● **INSTRUÇÕES**
[1] No texto sobre astros de cinema que passaram pelo Recife, qual é o hotel em que Errol Flynn se hospedou?
[2] Retome o texto sobre astros de cinema que passaram pelo Recife a partir do ponto em que ele termina.

O Recife esteve no roteiro de cineastas famosos e até de astros e estrelas de Hollywood. Dois ilustres personagens que deixaram marcas na memória da população foram Orson Welles (1915 – 1985) e Roberto Rosellini (1906-1977). O primeiro teve uma passagem tão tumultuada, segundo contavam seus contemporâneos, que levou o saudoso cineasta Amin Steple a fazer o filme That´s a Lero-Lero, mostrando que tudo que o diretor de Cidadão Kane queria, no Recife, era fazer farra e conhecer os inferninhos da cidade. Já a visita do diretor italiano levou o escritor Cícero Belmar a escrever o divertido livro Rosellini amou a pensão de Dona Bombom, uma ficção inspirada boa parte em fatos reais. Lembro, também, de uma rápida passagem de Franco Zeffirelli pelo Aeroporto dos Guararapes, na década de 1970.
Nos anos 1940, passou pelo Recife Errol Flynn (1909-1959). Na década de 1960, outros artistas famosos também andaram pela cidade: Gene Barry (1919-2009), o intérprete da série Bat Masterson, sucesso mundial no século passado. Ele fez um show no Clube Português, que virou um “formigueiro”, de tanta gente querendo vê-lo. Em 1961 – mesmo ano da visita de “Bat Masterson” – quem passou por esta capital foi Tony Curtis (1925-2010), então um galã famoso do cinema americano. Chegou com a mulher (Janet) e filhos. E resolveu passear pelas nossas ruas, enquanto o navio em que veio dos Estados Unidos aguardava partida para a Argentina. Ia para Buenos Aires. Nos anos 1970, quem passou rapidamente pela cidade – dessa vez em escala de voo – foi Franco Zeffirelli (1923-2019). E eu estava lá, no Aeroporto dos Guararapes, para relatar sua visita. Galanteador, alegre e brincalhão.
O que pouca gente sabe é que Henry Fonda (1905-1982) também esteve no Recife. Discretamente, mas esteve. Quem assegura é Esther Katz Azoubel (foto) que, aos 96, tem memória de fazer inveja a muita gente de 40. À época moradora do bairro da Boa Vista, ela lembra que deparou-se com o galã quando foi comprar pão e leite na padaria. “Naquele tempo, a Praça Maciel Pinheiro tinha bancos de pedra, a fonte, a estátua e também dois jambeiros”, diz.
“Ele estava sentado e olhava os prédios como se contemplasse a cidade”, lembra. Tia Teté – como a chamam os sobrinhos, inclusive o amigo Jacques Ribemboim – lembra que ele usava camisa branca e calça escura. “Foi um presente ver um artista de Hollywood tão pertinho de mim”, conta. Tímida, ela não o abordou, sequer, para um autógrafo. “O Recife não tinha grandes hotéis e os galãs se hospedavam no Hotel Central e até passeavam na Maciel Pinheiro”, com certeza uma praça sem a decadência que lhe caracteriza nos dias de hoje. Outros artistas optavam pelo então Grande Hotel, como Errol Flynn.

(Dados armazenados)
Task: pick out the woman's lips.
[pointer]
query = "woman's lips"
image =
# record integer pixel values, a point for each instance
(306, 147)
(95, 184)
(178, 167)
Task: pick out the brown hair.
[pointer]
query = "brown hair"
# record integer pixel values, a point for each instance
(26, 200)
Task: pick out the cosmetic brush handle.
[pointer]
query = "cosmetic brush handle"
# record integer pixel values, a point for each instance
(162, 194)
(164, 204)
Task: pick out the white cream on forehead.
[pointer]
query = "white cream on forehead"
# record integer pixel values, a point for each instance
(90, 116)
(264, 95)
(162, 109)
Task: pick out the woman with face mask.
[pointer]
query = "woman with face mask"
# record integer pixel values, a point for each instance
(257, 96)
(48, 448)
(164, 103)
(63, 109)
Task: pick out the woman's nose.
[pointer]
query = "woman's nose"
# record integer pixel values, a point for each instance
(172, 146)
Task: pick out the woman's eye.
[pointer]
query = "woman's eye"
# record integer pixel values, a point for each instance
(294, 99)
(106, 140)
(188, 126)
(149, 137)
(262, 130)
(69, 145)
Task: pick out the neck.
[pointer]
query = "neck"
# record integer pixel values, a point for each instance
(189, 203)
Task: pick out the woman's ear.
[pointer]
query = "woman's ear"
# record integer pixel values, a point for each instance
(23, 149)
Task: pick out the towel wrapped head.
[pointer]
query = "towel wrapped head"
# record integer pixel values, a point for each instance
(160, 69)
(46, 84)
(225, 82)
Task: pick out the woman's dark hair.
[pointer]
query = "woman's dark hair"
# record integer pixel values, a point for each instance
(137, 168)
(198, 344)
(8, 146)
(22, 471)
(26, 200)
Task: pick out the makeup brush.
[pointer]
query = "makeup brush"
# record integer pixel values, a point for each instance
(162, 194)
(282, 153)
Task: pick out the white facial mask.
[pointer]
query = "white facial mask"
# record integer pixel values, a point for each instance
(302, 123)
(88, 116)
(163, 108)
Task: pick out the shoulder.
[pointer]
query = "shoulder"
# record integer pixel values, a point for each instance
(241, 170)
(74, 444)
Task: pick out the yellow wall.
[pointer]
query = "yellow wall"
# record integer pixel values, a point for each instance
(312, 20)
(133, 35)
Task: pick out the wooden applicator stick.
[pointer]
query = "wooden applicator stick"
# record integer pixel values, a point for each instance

● **RESPOSTAS POR TAREFA**
[1] No então Grande Hotel.

[2]
Discreta, Tia Teté conta que era tímida, ao contrário de suas colegas de classe. E lembra que pelo “jeitão” de Henry Fonda, ele deveria não gostar de ser assediado. No entanto, outro astro que passaria na época pelo Recife provocaria uma “revolução” entre as moçoilas: Errol Flynn (de terno), que em 1940 visitaria o Brasil, passando pelo Rio, Recife, Belém e Salvador. Teté conta que as colegas de classe pularam o muro do colégio e foram até o Grande Hotel, em frente do qual o astro teria chegado de hidroavião. “No dia seguinte elas apareceram com pedaços da roupa dele, dos bolsos, e até botão da camisa”, diverte-se. “Eu não gostei disso, para mim foi uma atitude feia”, afirma Teté.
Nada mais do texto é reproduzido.